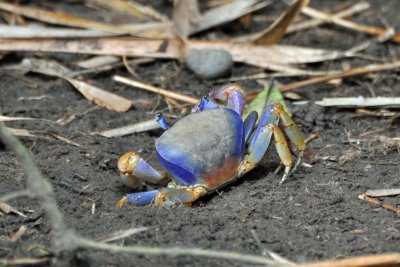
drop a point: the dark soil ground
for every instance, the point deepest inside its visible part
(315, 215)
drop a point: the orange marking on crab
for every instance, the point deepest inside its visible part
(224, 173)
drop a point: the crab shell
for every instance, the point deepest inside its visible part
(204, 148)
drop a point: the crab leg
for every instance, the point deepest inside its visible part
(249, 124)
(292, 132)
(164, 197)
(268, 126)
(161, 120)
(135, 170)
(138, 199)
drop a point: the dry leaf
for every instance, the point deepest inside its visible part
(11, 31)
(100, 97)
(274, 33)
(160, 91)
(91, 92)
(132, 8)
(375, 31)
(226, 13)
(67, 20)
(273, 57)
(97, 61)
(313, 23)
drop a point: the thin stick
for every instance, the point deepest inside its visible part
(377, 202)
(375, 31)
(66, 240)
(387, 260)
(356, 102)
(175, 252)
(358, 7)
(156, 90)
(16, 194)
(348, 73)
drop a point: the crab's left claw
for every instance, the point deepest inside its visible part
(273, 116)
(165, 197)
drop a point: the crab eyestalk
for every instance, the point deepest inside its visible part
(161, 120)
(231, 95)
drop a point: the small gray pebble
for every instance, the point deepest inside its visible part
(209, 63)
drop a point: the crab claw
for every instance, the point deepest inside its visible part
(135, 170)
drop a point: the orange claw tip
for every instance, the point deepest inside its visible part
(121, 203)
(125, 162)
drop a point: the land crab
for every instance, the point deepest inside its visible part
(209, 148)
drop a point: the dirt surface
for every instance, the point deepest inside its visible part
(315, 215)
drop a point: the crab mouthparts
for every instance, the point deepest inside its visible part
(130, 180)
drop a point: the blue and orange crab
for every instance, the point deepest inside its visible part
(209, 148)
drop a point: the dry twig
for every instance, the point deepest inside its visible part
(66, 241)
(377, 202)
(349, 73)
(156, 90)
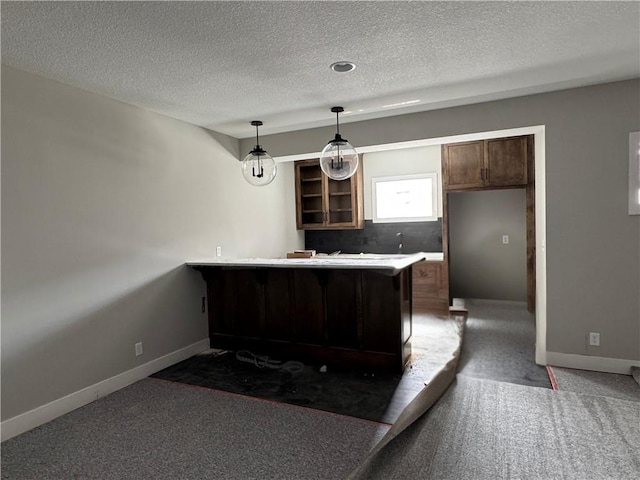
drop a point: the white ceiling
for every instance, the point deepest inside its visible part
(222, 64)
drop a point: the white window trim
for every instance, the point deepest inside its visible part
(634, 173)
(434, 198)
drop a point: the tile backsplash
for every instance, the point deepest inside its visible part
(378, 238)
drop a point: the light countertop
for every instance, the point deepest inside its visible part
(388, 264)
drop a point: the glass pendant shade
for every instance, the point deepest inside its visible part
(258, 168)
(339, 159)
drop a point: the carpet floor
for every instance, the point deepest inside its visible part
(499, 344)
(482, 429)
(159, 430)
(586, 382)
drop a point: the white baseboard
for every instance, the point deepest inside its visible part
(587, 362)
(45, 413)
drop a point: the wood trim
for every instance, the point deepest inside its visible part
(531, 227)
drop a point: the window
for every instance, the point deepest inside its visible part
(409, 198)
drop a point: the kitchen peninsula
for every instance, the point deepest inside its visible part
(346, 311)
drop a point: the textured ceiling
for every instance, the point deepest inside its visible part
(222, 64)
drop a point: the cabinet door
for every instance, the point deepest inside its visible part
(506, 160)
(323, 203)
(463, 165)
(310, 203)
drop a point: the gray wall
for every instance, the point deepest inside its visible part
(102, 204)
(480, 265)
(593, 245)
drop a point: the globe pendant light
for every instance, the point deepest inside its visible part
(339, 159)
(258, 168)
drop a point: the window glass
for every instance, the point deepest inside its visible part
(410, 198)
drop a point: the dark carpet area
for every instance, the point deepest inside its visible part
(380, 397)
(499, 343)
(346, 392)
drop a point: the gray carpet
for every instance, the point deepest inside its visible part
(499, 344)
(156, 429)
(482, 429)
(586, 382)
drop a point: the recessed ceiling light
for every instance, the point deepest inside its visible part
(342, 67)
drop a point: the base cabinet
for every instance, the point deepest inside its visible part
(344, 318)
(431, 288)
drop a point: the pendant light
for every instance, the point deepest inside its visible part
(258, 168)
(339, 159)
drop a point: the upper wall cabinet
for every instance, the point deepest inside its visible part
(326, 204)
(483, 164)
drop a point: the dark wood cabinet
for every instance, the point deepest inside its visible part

--

*YOUR ASSIGNMENT*
Could the listing above be transcribed exactly, with the pictures left out?

*RESPONSE AREA*
drop a point: the dark soil ground
for every instance, the point deepest inside its visible part
(315, 215)
drop a point: the orange marking on crab
for every instance, the point deepest inside its visible part
(224, 173)
drop a point: the crab shell
for every instance, the point deepest inside its visible part
(204, 148)
drop a point: the crab leg
for every instance, the point deepest inside its visible part
(249, 124)
(292, 132)
(164, 197)
(268, 126)
(161, 120)
(135, 170)
(138, 199)
drop a point: the dry leaf
for every instance, the point deepest inside its visible part
(11, 31)
(100, 97)
(274, 33)
(160, 91)
(91, 92)
(132, 8)
(375, 31)
(226, 13)
(67, 20)
(273, 57)
(97, 61)
(313, 23)
drop a point: the thin stick
for every instance, the point deepest inside its visible part
(377, 202)
(375, 31)
(66, 240)
(387, 260)
(356, 102)
(175, 252)
(358, 7)
(156, 90)
(16, 194)
(348, 73)
drop a point: the crab's left claw
for every instance, the point deepest inside its visible part
(273, 116)
(165, 197)
drop a point: the crab eyestalk
for every instance, the point deepest inside its visible part
(161, 120)
(231, 95)
drop a point: the small gray pebble
for every instance, the point deepest inside its visible part
(209, 63)
drop a point: the crab claw
for every instance, the point deepest inside its visible part
(135, 170)
drop a point: the orange claw tip
for every instance, the point deepest inside its visible part
(121, 203)
(125, 162)
drop a point: the land crab
for every instance, the point deepest inside its visible part
(209, 148)
drop a point: the dirt surface
for every instance, the point deepest inside its visible part
(315, 215)
drop a point: the crab mouthparts
for every instance, the point deepest inside its visible part
(130, 180)
drop a point: the blue and orange crab
for every instance, the point deepest inside its visible part
(209, 148)
drop a point: the dry twig
for every instance, the point deepest inside its visible part
(66, 241)
(377, 202)
(349, 73)
(156, 90)
drop a point: the white ceiling
for every instance, the point deepest inside its visible part
(222, 64)
drop a point: the white window trim
for every instance, the point deepest inside its visible part
(634, 173)
(434, 198)
drop a point: the tile backsplash
for every instance, the point deepest inside its visible part
(378, 238)
drop a point: the light countertop
for every instance, the point deepest inside its visible part
(388, 264)
drop a point: the glass pendant shade
for every instance, the point deepest inside its visible part
(258, 168)
(339, 159)
drop a point: the carpet floor
for every instance, the point deepest inside its visible part
(499, 344)
(482, 429)
(159, 430)
(586, 382)
drop a point: the white baseboard
for every instance, the point deepest inside its visible part
(587, 362)
(45, 413)
drop a point: the wood trim
for every instance, the point deepest inside its visible part
(531, 227)
drop a point: the window
for every instance, the point deepest inside its visible part
(409, 198)
drop a point: the kitchen peninsula
for every instance, the point deepest inside its visible part
(346, 311)
drop a point: the textured ceiling
for every instance, the point deepest inside its visible part
(222, 64)
drop a point: the cabinet door
for every instance, the point deepest inside its visible part
(506, 160)
(323, 203)
(463, 165)
(310, 203)
drop a point: the gray wall
for every instance, the point deepest inside its visible part
(102, 204)
(480, 265)
(593, 245)
drop a point: the globe pendant light
for every instance, the point deepest inside its visible part
(339, 159)
(258, 168)
drop a point: the window glass
for every instance, the point deepest inside its visible part
(410, 198)
drop a point: the dark carpet area
for every instance, the point deepest inside its visible part
(380, 397)
(499, 343)
(346, 392)
drop a point: the gray carpet
for every instance, the point deepest inside its visible part
(499, 344)
(156, 429)
(482, 429)
(586, 382)
drop a point: the recessed ceiling light
for every instance, the point deepest inside its visible part
(342, 67)
drop a point: the base cabinet
for every instance, the point deepest inside its visible part
(344, 318)
(431, 288)
drop a point: the pendant light
for every instance, the point deepest inside its visible part
(258, 168)
(339, 159)
drop a point: the upper wall cabinet
for every instance, the point deepest inside its visible part
(326, 204)
(483, 164)
drop a point: the dark wood cabinet
for every instance, the point deepest inside its visible part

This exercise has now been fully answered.